= Objective =
The records that follow must be repeated verbatim, every one of them.

= Data entries =

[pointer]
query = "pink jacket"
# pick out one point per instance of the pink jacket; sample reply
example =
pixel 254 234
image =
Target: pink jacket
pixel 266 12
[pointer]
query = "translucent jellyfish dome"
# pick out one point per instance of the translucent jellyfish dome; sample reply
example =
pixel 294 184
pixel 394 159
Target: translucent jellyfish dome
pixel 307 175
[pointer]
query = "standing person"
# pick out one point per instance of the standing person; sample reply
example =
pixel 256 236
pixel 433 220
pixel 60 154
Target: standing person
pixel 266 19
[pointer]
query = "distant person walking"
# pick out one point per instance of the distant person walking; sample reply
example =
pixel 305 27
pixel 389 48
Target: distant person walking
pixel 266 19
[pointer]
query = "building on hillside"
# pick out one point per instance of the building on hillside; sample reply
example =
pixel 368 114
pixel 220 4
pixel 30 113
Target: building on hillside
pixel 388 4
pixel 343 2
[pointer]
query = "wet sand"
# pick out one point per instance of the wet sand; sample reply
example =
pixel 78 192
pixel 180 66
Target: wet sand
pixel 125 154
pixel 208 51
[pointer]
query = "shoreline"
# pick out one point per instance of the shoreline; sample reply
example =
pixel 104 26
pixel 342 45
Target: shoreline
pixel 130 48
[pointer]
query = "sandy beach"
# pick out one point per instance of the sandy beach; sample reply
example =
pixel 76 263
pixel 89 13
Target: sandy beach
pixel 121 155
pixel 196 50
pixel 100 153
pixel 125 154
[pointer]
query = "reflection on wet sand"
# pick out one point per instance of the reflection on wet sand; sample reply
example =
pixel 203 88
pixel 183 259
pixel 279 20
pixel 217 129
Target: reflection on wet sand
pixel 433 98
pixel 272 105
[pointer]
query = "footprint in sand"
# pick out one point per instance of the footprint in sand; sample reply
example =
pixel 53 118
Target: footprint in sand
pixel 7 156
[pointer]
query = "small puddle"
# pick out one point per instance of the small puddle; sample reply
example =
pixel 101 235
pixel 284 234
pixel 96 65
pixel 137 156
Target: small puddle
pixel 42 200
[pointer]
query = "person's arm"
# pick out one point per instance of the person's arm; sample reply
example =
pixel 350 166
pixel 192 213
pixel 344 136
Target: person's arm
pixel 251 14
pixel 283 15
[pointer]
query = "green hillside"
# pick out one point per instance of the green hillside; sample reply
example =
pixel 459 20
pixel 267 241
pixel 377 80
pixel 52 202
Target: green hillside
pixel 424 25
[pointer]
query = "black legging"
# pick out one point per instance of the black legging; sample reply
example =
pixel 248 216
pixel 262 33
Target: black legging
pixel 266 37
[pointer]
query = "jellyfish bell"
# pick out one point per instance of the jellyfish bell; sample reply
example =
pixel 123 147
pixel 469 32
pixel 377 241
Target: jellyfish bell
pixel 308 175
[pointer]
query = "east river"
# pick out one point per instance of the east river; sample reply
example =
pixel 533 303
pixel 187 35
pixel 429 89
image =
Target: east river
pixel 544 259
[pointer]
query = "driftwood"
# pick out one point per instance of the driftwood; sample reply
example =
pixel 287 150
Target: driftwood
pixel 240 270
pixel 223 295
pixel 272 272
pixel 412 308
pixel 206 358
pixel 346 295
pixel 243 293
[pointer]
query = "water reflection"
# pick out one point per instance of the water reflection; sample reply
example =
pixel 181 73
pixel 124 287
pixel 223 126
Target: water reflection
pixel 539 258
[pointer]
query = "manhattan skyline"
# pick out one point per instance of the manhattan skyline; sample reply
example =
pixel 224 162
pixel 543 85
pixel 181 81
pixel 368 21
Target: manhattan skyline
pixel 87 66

= Response =
[pointer]
query = "pink jacket"
# pick out one point per instance of the pink jacket; sample reply
example =
pixel 254 234
image =
Target: pink jacket
pixel 266 12
[pointer]
query = "translucent jellyfish dome"
# pick out one point per instance of the translucent jellyfish dome; sample reply
example =
pixel 294 184
pixel 394 159
Target: translucent jellyfish dome
pixel 307 175
[pointer]
query = "standing person"
# pick out one point per instance of the standing person; sample reply
example =
pixel 256 236
pixel 433 220
pixel 60 154
Target: standing person
pixel 266 19
[pointer]
query = "distant person walking"
# pick out one point per instance of the distant person walking; sample reply
example =
pixel 305 27
pixel 389 48
Target: distant person walking
pixel 266 19
[pointer]
query = "building on hillside"
# pick out one point per instance of the building on hillside; sample reply
example =
pixel 368 114
pixel 220 4
pixel 30 113
Target: building on hillside
pixel 388 4
pixel 343 2
[pointer]
query = "wet sand"
# pick out one point per instance of the wet sand; sample reply
example =
pixel 78 192
pixel 180 66
Target: wet sand
pixel 125 154
pixel 208 51
[pointer]
query = "shoreline"
# pick out one point per instance of the shoreline; sample reply
example =
pixel 104 26
pixel 342 45
Target: shoreline
pixel 130 48
[pointer]
query = "sandy beach"
# pick out one point per instance of the sandy beach; sample reply
example =
pixel 76 263
pixel 89 13
Target: sandy beach
pixel 121 155
pixel 196 50
pixel 100 153
pixel 125 154
[pointer]
query = "reflection on wet sand"
# pick out one point per instance of the reflection on wet sand; sample reply
example =
pixel 203 88
pixel 183 259
pixel 279 20
pixel 217 129
Target: reflection on wet sand
pixel 433 98
pixel 272 105
[pointer]
query = "footprint in sand"
# pick out one point per instance of the footprint in sand; sample reply
example =
pixel 53 118
Target: footprint in sand
pixel 7 156
[pointer]
query = "small puddle"
# pick out one point per instance of the small puddle; sample reply
example =
pixel 101 235
pixel 284 234
pixel 96 65
pixel 137 156
Target: small puddle
pixel 42 200
[pointer]
query = "person's arm"
# pick out one point per instance of the person's arm; sample reply
example =
pixel 350 166
pixel 192 213
pixel 344 136
Target: person's arm
pixel 251 14
pixel 283 15
[pointer]
query = "green hillside"
# pick out one point per instance of the green hillside; sample reply
example =
pixel 459 20
pixel 267 241
pixel 377 80
pixel 52 202
Target: green hillside
pixel 424 25
[pointer]
query = "black legging"
# pick out one point per instance of the black legging; sample reply
example =
pixel 248 216
pixel 262 33
Target: black legging
pixel 266 37
[pointer]
query = "jellyfish bell"
# pick out one point per instance of the jellyfish bell; sample reply
example =
pixel 123 147
pixel 469 32
pixel 377 241
Target: jellyfish bell
pixel 308 175
[pointer]
query = "east river"
# pick out one point per instance of the east river; sample reply
example =
pixel 533 303
pixel 187 35
pixel 429 89
image =
Target: east river
pixel 544 259
[pointer]
query = "driftwood"
# pick out one point per instance of the driftwood; sample reply
example =
pixel 287 150
Target: driftwood
pixel 240 270
pixel 223 295
pixel 272 272
pixel 412 308
pixel 206 358
pixel 346 295
pixel 243 293
[pointer]
query = "water reflection"
# pick out one point per instance of the water reflection; sample reply
example =
pixel 181 73
pixel 124 287
pixel 223 126
Target: water reflection
pixel 539 258
[pointer]
query = "manhattan skyline"
# pick out one point per instance of the manhattan skyline; sample reply
example =
pixel 224 162
pixel 543 85
pixel 181 81
pixel 368 21
Target: manhattan skyline
pixel 87 66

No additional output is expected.